__INSTRUCTIONS TO FOLLOW__:
Can you give back the lines below with "innermost point" replaced by "central point" everywhere it occurs, leaving everything else unchanged?

__MATERIAL FOR THIS TASK__:
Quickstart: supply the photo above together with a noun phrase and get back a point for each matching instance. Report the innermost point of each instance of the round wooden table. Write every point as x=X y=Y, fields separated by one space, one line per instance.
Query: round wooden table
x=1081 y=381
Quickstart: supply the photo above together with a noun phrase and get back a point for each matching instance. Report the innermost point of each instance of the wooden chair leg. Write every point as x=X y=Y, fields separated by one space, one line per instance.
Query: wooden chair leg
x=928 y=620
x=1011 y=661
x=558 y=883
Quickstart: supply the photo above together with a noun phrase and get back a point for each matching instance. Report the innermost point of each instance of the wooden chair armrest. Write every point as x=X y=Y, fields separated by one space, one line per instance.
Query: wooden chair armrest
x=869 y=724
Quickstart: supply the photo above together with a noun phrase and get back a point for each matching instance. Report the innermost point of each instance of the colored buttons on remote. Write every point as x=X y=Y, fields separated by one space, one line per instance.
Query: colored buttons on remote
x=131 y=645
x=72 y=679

__THE OUTPUT__:
Quickstart: supply the photo above together with a noun phrase and get back a point for each matching instance. Report the central point of each instance of the round wooden table. Write every point as x=X y=Y, fields separated by one space, one line per instance.
Query: round wooden table
x=1081 y=381
Quickstart: supply the photo above together with a noun phrase and get back a point for each matching instance. Report the central point of each instance of the wooden chair leg. Write every point as x=X y=Y, fields separated by one space, one line per instance.
Query: wooden chair leg
x=928 y=620
x=1011 y=661
x=558 y=883
Quickstart: supply the photo above together with a noun phrase and get back a point for each matching instance. Report the central point of each instance of the wooden chair armrest. Write every point as x=X y=Y, fields separated by one space, one line per instance.
Query: wooden chair armrest
x=869 y=724
Quickstart: supply the photo above together with a noun phrase and get back a point for each matching instance. Report the central point of each instance of the colored buttons on remote. Write every point as x=X y=Y, fields separated by one space, one line per instance.
Query: colored buttons on remote
x=131 y=645
x=72 y=679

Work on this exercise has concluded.